Named-object pointing records
=-=-=
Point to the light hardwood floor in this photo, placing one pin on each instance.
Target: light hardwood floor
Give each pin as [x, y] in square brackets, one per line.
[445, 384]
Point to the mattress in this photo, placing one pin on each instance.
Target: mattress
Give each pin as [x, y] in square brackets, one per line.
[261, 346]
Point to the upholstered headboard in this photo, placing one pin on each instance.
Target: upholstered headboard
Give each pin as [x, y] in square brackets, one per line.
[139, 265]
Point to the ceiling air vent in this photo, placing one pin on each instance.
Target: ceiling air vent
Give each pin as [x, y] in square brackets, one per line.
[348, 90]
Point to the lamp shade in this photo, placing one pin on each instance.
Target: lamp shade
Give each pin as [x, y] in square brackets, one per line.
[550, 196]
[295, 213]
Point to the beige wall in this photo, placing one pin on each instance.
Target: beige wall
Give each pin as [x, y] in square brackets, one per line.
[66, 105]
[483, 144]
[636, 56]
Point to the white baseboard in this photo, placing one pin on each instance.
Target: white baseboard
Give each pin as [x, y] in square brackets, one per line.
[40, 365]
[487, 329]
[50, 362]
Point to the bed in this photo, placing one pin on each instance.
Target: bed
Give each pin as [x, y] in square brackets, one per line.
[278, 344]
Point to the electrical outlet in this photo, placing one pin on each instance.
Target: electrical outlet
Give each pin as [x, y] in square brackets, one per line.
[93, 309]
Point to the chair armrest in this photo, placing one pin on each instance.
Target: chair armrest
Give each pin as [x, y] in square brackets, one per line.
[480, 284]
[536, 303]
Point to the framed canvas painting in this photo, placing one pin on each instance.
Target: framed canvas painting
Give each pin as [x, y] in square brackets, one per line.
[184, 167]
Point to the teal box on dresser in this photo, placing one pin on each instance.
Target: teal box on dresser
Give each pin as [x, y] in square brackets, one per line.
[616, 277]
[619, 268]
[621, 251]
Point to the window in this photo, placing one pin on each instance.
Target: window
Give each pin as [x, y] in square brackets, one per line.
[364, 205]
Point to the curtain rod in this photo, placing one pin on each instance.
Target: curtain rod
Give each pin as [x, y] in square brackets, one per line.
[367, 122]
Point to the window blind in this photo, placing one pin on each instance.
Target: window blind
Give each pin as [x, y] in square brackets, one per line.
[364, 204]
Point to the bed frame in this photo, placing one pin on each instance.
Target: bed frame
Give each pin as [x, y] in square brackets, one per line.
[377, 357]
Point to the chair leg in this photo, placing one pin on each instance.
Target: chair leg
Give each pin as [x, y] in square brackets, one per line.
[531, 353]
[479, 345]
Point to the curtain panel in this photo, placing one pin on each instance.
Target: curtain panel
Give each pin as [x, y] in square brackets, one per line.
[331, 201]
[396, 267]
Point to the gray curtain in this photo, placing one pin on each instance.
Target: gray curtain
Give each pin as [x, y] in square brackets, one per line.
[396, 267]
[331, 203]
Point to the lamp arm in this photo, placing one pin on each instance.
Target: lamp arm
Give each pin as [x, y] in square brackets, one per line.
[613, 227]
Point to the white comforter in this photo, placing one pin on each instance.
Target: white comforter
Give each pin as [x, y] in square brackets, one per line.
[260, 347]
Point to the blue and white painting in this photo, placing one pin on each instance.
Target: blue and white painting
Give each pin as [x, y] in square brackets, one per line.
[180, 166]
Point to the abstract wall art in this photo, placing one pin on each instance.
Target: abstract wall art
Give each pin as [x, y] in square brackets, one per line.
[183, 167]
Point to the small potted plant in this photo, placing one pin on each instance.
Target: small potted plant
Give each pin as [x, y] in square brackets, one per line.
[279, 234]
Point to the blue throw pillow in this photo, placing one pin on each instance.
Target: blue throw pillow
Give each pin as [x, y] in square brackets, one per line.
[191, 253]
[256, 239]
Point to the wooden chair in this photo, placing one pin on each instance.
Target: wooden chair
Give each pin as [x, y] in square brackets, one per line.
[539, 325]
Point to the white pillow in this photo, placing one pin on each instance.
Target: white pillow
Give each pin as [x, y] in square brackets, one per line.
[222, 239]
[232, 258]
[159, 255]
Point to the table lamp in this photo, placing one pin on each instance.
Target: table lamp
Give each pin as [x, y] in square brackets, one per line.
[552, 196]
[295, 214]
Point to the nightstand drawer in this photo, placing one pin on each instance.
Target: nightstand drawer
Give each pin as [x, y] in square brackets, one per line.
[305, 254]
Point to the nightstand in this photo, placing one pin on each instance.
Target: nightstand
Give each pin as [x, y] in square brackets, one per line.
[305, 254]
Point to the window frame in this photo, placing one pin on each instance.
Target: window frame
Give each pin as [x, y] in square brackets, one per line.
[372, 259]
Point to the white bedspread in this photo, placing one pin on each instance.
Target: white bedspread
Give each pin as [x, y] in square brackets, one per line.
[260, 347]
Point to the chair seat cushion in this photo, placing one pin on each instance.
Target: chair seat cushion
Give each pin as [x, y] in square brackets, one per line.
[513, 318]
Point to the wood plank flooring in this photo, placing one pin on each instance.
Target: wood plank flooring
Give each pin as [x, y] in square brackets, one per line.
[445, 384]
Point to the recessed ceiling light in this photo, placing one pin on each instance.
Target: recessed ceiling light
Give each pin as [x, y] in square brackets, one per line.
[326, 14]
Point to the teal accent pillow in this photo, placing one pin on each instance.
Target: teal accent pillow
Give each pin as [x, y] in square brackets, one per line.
=-=-=
AIM: Output the records verbatim, from the first line to the last.

WRITTEN REPLY:
Point to the light hardwood floor in this photo, placing one pin on each instance.
Target: light hardwood floor
Give each pin as [x, y] in square brackets, one per line.
[445, 384]
Point to the mattress in this photo, placing one pin on each instance.
Target: mattress
Give each pin as [x, y] in square brackets, one per line.
[261, 346]
Point to the upholstered headboard in this photo, placing one pin on each instance.
Target: upholstered headboard
Give each pin as [x, y] in square brackets, one per line.
[139, 265]
Point to the ceiling air vent in this photo, placing one pin on each instance.
Target: ceiling air vent
Give each pin as [x, y] in square brackets, one per line.
[348, 90]
Point to the lamp shade in this photo, placing one pin on each instance.
Target: lamp shade
Give each pin as [x, y] in square brackets, one per line.
[550, 196]
[295, 213]
Point to the beige wall in this photo, placing one pin on each instance.
Target: beige wall
Give each pin as [x, y] in square brackets, one per line.
[66, 105]
[483, 144]
[636, 56]
Point to the white baseboard in this photo, placing one pin on each instance.
Target: white baseboard
Give each pin as [x, y] in square brackets, one per line.
[40, 365]
[487, 329]
[50, 362]
Point to the bed in this photo, placing one pin on each instance.
Target: bed
Give each pin as [x, y] in square brackets, one per line.
[278, 344]
Point to the electrical outlet in this photo, placing one pin on each instance.
Target: electrical outlet
Give each pin as [x, y] in square brackets, one per line.
[93, 309]
Point to the chair armrest in this photo, placing one pin on each instance.
Target: chair armrest
Give each pin as [x, y] in square brackets, one per line.
[480, 284]
[536, 303]
Point to the framed canvas painting in this photo, placing one pin on each instance.
Target: framed canvas painting
Give each pin as [x, y] in square brackets, one per line.
[184, 167]
Point to the teal box on dresser in this photo, placing one pin on each instance.
Target: teal box on dresser
Give each pin as [x, y] in square brackets, one per line.
[616, 277]
[619, 268]
[621, 251]
Point to the window in this photo, placing one pin on each instance.
Target: window
Give each pin as [x, y] in square brackets, one per line.
[364, 205]
Point to the curtain rod in this photo, placing one pin on each instance.
Target: curtain rod
Give each pin as [x, y] in square brackets, one per line.
[367, 122]
Point to the window blind in this photo, placing one pin on each instance.
Target: window blind
Give each pin as [x, y] in square brackets, one per line.
[364, 204]
Point to the bed frame in this photo, placing one pin on each instance.
Target: bed frame
Give each pin as [x, y] in square brackets, one per line.
[377, 357]
Point to the chair leg in this photo, placing one pin on each instance.
Target: chair leg
Give each pin as [x, y] in square brackets, one per line.
[531, 353]
[479, 345]
Point to the curtain panel in this photo, placing one pin on each instance.
Target: curtain panel
Give each pin as [x, y] in square brackets, one per line.
[331, 201]
[396, 267]
Point to the gray curtain in this photo, placing one pin on each instance.
Target: gray curtain
Give each pin as [x, y] in square brackets, one per line.
[396, 267]
[331, 203]
Point to the lamp arm in this photo, placing one pin on each instance.
Target: lamp arm
Give each pin as [x, y] in square brackets, one per line.
[613, 227]
Point to the white comforter in this photo, placing one pin on each instance.
Target: white comforter
Give each pin as [x, y] in square brackets, one per line.
[260, 347]
Point to the blue and white painting in this photo, placing one pin on each instance.
Target: blue and white painting
Give each pin as [x, y] in square brackets, one per line.
[180, 166]
Point to the abstract wall art in this photo, placing one pin on each instance.
Target: abstract wall art
Give each pin as [x, y] in square brackets, one per line.
[183, 167]
Point to the small potted plant in this photo, placing one pin on each instance.
Target: small potted plant
Give each pin as [x, y] in square brackets, one per line.
[279, 234]
Point to the blue throw pillow in this photo, placing one pin on each instance.
Target: blue throw pillow
Give each pin as [x, y] in square brackets, one per line.
[191, 253]
[256, 239]
Point to the wooden chair in this photo, placing one pin on each instance.
Target: wooden chair
Give each pin as [x, y] in square brackets, one per line.
[539, 325]
Point to the white pillow in this photo, placing one pin on each instance.
Target: white pillow
Give each pin as [x, y] in square brackets, one per line.
[222, 239]
[232, 258]
[159, 255]
Point to the table lamp in this photo, placing one pin on each instance.
Target: table lamp
Give each pin as [x, y] in square brackets, one per line.
[552, 196]
[295, 214]
Point to the nightstand drawer in this photo, placing one pin on each instance.
Target: nightstand drawer
Give each pin as [x, y] in square brackets, one per line.
[305, 254]
Point to the nightstand in this photo, placing one pin on each instance.
Target: nightstand
Give each pin as [x, y] in square brackets, one per line.
[305, 254]
Point to the window frame in this photo, placing one pin on each instance.
Target: window frame
Give each pin as [x, y] in square brackets, one per line.
[372, 259]
Point to the white bedspread in this photo, placing one pin on each instance.
Target: white bedspread
Give each pin as [x, y] in square brackets, one per line.
[260, 347]
Point to the chair seat cushion in this photo, placing one pin on each instance.
Target: chair seat cushion
Give each pin as [x, y] in square brackets, one per line.
[513, 318]
Point to the wood plank flooring in this photo, placing one pin on each instance.
Target: wood plank flooring
Give each pin as [x, y] in square brackets, one per line.
[445, 384]
Point to the recessed ceiling light in this photo, placing one pin on each instance.
Target: recessed ceiling light
Give each pin as [x, y] in square brackets, one per line.
[326, 14]
Point to the teal accent pillow in this photo, placing one pin on each instance.
Target: teal accent pillow
Give each pin as [x, y] in square brackets, one per line.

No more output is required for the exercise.